El escritor francés Víctor Hugo fue un genio indiscutible. Además era millonario: cobraba 70% por libro vendido. Simplemente con las regalías de Los Miserables se compró una mansión, una finca, un ejército de sirvientes y más lujos. Sus editores y distribuidores se repartían el resto: 30% y aun así no la pasaban mal.

Charles Dickens ganaba todavía más que Víctor Hugo. Recaudaba 80% de ganancias por libro vendido e igual que el francés, fue best seller mundial. Eso, sin contar con los ingresos de las lecturas dramatizadas de sus propias novelas, que lo llevo de gira por el mundo, concentrando multitudes.

En México, el escritor Federico Gamboa también se volvió millonario con otro best seller local: la novela Santa La filmaron poco después como película muda y luego como película hablada. Fueron éxitos arrolladores de taquilla. Agustín Lara compuso el soundtrack “Santa, se mi guía, en el triste calvario de vivir”.

Pues resulta que en vez de tristes calvarios, Lara se compró una mansión poca madre en Tlacotalpan (una de tantas propiedades suyas). Todo gracias a Gamboa, que era un porfirista con la gracia no de saber escribir (era muy malo), sino de saber hacer llorar a sus lectores: miles de pesos por cada lágrima.

Sin embargo, algo pasó después con la profesión de escritor. A los pobres autores comenzaron a pagarles sólo 10% de cada libro vendido. Y a veces ni eso. José Agustín recibió las burlas de su primer editor, Joaquín Mortiz, cuando pidió cinco mil pesos como anticipo para su novela De Perfil. Y vaya que José Agustín fue un garbanzo de a libra en el injusto mercado editorial. Pocos como él.

== EXTRACTO DE DATOS ==
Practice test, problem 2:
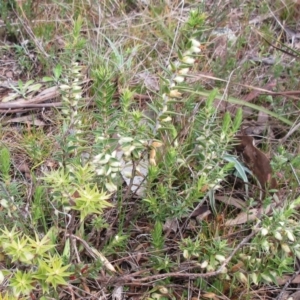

== TAREA POR REALIZAR ==
Transcribe completo el texto sobre las ganancias de los escritores, sin modificar ningún carácter.

== RESULTADO OBTENIDO ==
El escritor francés Víctor Hugo fue un genio indiscutible. Además era millonario: cobraba 70% por libro vendido. Simplemente con las regalías de Los Miserables se compró una mansión, una finca, un ejército de sirvientes y más lujos. Sus editores y distribuidores se repartían el resto: 30% y aun así no la pasaban mal.

Charles Dickens ganaba todavía más que Víctor Hugo. Recaudaba 80% de ganancias por libro vendido e igual que el francés, fue best seller mundial. Eso, sin contar con los ingresos de las lecturas dramatizadas de sus propias novelas, que lo llevo de gira por el mundo, concentrando multitudes.

En México, el escritor Federico Gamboa también se volvió millonario con otro best seller local: la novela Santa La filmaron poco después como película muda y luego como película hablada. Fueron éxitos arrolladores de taquilla. Agustín Lara compuso el soundtrack “Santa, se mi guía, en el triste calvario de vivir”.

Pues resulta que en vez de tristes calvarios, Lara se compró una mansión poca madre en Tlacotalpan (una de tantas propiedades suyas). Todo gracias a Gamboa, que era un porfirista con la gracia no de saber escribir (era muy malo), sino de saber hacer llorar a sus lectores: miles de pesos por cada lágrima.

Sin embargo, algo pasó después con la profesión de escritor. A los pobres autores comenzaron a pagarles sólo 10% de cada libro vendido. Y a veces ni eso. José Agustín recibió las burlas de su primer editor, Joaquín Mortiz, cuando pidió cinco mil pesos como anticipo para su novela De Perfil. Y vaya que José Agustín fue un garbanzo de a libra en el injusto mercado editorial. Pocos como él.